## [Exercise passage]
Start of Block

Home once more: The New Zealand Breakers are back, happy, and winning
They finally returned home this season, and the New Zealand Breakers are thriving once again in NBL23. Their early season charge to the top of the table may only be the beginning.
Credit: Dan Bennett Photography
For two long years, the New Zealand Breakers had to do everything the hard way. In the peak of the COVID-19 pandemic, the Australian NBL’s only overseas club was, unsurprisingly, the most severely impacted. Travel restrictions left them stranded in Australia, away from friends, family and fans, for the bulk of two seasons; star local Tai Webster had to be released after refusing to be vaccinated; and on the court, the club suffered through their worst ever two-season stretch with a combined 17-47 record. When owner Matt Walsh described it as “the most difficult two years in Breakers’ history”, he wasn’t exaggerating.
Maybe that experience is why New Zealand is now making the hard look so easy in the new season. They had five games on the road in the first five rounds of NBL23, and from rounds 3-5 they played six games in the space of 16 days. “We’ve felt a lot of adversity so far in this early part of our season, even through preseason, with how much we’ve had to work, our grind, our journey,” Breakers forward Jarrell Brantley recently told The Huddle Podcast.

End of Block

## [Exercise data]
Start of Block

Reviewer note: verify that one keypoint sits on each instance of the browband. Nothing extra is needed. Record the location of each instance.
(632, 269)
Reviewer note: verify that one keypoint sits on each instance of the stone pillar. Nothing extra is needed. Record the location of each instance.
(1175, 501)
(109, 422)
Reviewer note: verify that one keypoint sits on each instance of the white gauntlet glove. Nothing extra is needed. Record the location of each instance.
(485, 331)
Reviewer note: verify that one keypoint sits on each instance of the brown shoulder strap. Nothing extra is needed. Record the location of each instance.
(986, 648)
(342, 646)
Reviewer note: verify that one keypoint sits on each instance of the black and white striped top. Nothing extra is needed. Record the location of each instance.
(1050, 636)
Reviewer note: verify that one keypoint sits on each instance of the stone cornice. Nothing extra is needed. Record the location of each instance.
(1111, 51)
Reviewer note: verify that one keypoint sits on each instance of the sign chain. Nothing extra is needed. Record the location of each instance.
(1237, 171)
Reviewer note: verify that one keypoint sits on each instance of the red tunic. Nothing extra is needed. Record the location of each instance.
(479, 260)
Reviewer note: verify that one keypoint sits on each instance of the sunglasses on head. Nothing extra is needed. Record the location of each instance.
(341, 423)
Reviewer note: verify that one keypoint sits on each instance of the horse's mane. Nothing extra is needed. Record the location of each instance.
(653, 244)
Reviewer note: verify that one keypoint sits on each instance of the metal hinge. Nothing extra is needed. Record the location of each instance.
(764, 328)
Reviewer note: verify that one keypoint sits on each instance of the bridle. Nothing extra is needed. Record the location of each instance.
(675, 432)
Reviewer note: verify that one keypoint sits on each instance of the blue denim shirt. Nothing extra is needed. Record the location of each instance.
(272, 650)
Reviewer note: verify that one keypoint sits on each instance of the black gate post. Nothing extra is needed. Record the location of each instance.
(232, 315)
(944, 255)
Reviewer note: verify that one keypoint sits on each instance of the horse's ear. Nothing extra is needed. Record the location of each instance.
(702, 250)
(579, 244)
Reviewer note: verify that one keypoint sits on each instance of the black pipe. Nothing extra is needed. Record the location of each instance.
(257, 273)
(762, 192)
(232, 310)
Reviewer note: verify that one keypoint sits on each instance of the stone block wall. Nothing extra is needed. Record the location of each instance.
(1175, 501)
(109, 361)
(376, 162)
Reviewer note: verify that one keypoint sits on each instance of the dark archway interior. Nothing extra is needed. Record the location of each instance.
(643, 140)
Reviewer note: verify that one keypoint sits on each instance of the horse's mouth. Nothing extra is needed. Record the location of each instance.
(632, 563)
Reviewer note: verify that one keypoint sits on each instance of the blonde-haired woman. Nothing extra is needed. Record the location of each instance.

End of Block

## [What you should do]
From the article about the New Zealand Breakers, translate this sentence into Spanish: "For two long years, the New Zealand Breakers had to do everything the hard way."

## [Solution to this problem]
Durante dos largos años, los New Zealand Breakers tuvieron que hacerlo todo de la manera difícil.